WHAT TO DO
- A) In the passage about the book Raise the Gipper!, who is the main conservative character?
- B) Continue the passage about the book Raise the Gipper! from its final sentence.

PASSAGE
------------------------------------------------------------------------

In that time-valuing environment, most politics was amateur: people reading papers, talking, discussing what might be best, and ideas gradually percolating into politicians who tried to embody them. It was liberal in the sense of "suited to freedom" (like liberal arts in college, another thing no one has time or money for anymore); time to play, share, and discuss, between amateurs (i.e. people who loved the game).

But in our present environment, nobody's a political amateur, kibitzing over the heads of the pros, anymore. Our political discourse gets simplified into something that doesn't take much time (because we need our time to get our stuff to huddle with inside). So we very efficiently learn to shout yay us, boo bad them, and stay with the side, which the political pros like us to do (it makes us easier to handle) and which takes minimum time and effort. It takes less time and it defends the most stuff. Tell the neighbor who disagrees that he's a fool or a traitor and it'll save time; eventually you can acquire all your opinions from your team, absorb them via drive time radio, and never have to interact with the other side except in short, angry barks, nor consider whether the position you are advocating is your own or the one it's your job to have for your side.

So I suppose Raise the Gipper! is not only a throwback, but a hopeless one at that; it's a good laugh for a mostly-idle afternoon on a back porch, in a world where people use that afternoon to take a second job so they can get an HDTV that they'll never have time to watch. It's intended to poke fun at the Republican nominating process, which paraded before us, as Dr. Bayle Brazenydol explains in Chapter 2, "the sorriest collection of stuffed shirts, empty suits, self‑gratulatory ignorami, and outright wig‑flipped ding‑dongs in the history of the Republic," and to suggest that in the dire straits of having to run with Romney, the 'pubs might resort to the Dark Arts and raise rancid, rotten Ronald Reagan as their zombie candidate.

But it also sort of tries to understand them, if only because the joke is better that way. The main conservative character in the book, Joe Loinaudroit, is a Tea Party guy who honestly believes it all, and not for ignoble reasons; he's just mugged by the consequences of some intentions run amok, and he's finding that his own reasonable and civil approach to the world gets him trampled by the real foamers on his side, and doesn't quite know what to do about that. Zombie Reagan does occasionally eat somebody's head, but he also has a perspective on his old party that is somewhere at the intersection of Rue Rueful and Disgusted Drive, and in a certain odd sense, he is a better candidate than most of the field would be. There's wickedness and folly in plenty but also love and a basis for tolerance; the book may make you snicker at your Tea Party co-worker or neighbor, but it surely won't steer you to hate him (and if s/he reads the book, s/he might find bits of it funny because of little shocks of recognition, even if s/he doesn't like the whole message, or is not the sort of person who would ever write s/he with reference to him/herself).

------------------------------------------------------------------------

DATA
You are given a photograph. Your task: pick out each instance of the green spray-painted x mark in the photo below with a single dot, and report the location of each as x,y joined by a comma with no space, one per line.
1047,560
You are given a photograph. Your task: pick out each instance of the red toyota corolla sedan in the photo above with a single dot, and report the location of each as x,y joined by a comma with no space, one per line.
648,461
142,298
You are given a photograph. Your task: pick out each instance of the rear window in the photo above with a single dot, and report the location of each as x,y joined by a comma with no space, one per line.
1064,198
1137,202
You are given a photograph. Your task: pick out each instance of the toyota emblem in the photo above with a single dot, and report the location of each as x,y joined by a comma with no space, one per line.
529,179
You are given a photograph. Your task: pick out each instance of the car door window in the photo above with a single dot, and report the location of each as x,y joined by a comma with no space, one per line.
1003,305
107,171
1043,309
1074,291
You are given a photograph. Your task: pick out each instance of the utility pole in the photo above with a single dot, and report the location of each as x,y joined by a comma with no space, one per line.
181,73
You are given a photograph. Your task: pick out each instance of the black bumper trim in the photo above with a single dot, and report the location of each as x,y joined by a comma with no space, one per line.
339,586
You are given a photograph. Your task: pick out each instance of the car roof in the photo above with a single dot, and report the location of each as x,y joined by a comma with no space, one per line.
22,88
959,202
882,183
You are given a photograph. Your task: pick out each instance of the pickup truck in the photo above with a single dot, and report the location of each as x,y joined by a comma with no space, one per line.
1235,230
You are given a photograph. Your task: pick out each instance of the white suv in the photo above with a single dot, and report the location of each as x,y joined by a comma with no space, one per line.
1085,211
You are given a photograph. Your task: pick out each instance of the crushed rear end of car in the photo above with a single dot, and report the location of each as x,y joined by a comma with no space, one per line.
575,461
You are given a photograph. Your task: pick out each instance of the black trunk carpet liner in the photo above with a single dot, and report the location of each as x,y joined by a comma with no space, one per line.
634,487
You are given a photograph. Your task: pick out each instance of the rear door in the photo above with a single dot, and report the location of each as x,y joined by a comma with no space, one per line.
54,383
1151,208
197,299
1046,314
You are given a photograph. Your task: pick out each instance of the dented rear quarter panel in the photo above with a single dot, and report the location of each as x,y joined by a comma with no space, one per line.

------------------------------------------------------------------------

THE RESPONSES
- A) Joe Loinaudroit, a Tea Party guy who honestly believes it all.

- B)
All right, so  Raise the Gipper! is a throwback.  Perhaps that is what the public will do with it. But I'm still glad I threw it out there. Not so much for what it says (though I am happy enough with that), but for what it is: a fairly civil** political laugh.

I know of nine people who have read it so far, mostly reviewers and critics who have been assigned to it (and have sent me little notes growing out of that assignment, which is how I know they read it). Raise the Gipper! has been downloaded many more times than that, which means it's on some people's to-read stack for this weekend, or some weekend this summer. If I might venture a suggestion...maybe take your tablet reader, laptop, or whatever out to sit in a cool lounge chair under a tree, with something cold to drink? Or on the patio of a friendly place where they won't chase you away if you nurse a couple beers, an iced tea, or coffee all afternoon? Just be cautious in case I did manage to be funny somewhere—as we used to say when I was twelve, "No nosies, you're out in public." And maybe, while you're out in public, you could smile at a neighbor you don't agree with. It will make them wonder what you are up to.




*Back away from that metaphor slowly and do not attempt to extend it.

**Some conservatives will feel I was unfair or uncivil or both. I will cheer them up later by calling them at three in the morning and telling them knock knock jokes, and if that doesn't work, I'll fart. They paid for laughter and by gum they're going to get it.

Wednesday, May 2, 2012

A quick visit to the other side of my life

One of many things that has had me terribly busy all the past month is that I designed the set for Vintage Theatre's production of the play version of THE JOY LUCK CLUB. (If you're based in Denver you really should see it; it's the first show in their new space. As I write there are three weekends left.  Tickets here if you're interested).

What follows is sort of a rough draft of the artist's statement for my portfolio.  It may or may not make any sense to anyone who doesn't design sets.

Over the years I've come to realize that I'm an indifferent actor and director, and that design is really what I love, most especially scene.  This particular set was one of those gifts of the gods where the original idea, pursued passionately and systematically and kept in charge of the whole process, was the key to everything.

In this case, it was the idea of organizing the platforming, and a system of mini-cycloramas, into variations on the yin-yang curve, and then making everything proportional to the existing space.  The deck-to-grid height in the space was 11'6", so I drew the big, governing yin-yang curve of the platforms with a radius of 11'6"; visually that made the set "square," i.e. the dominant diagonal was the same length as the proscenium height.  It also meant that the secondary curve -- which created the upper platform where the mah jong table was -- had to be a radius exactly half that, i.e. 5'9", about an actor height, so since the platform showed the whole curve (2 radii), there was a nice 2:1 integer ratio between horizontal and vertical there.  Once that was decided, all the other proportions -- heights, radii, distances -- could be simple integer ratios applied to that basic 11'6" dimension (I made heavy use of 2:3 and 1:4 ratios), and the mass and planes of the set just naturally hung together.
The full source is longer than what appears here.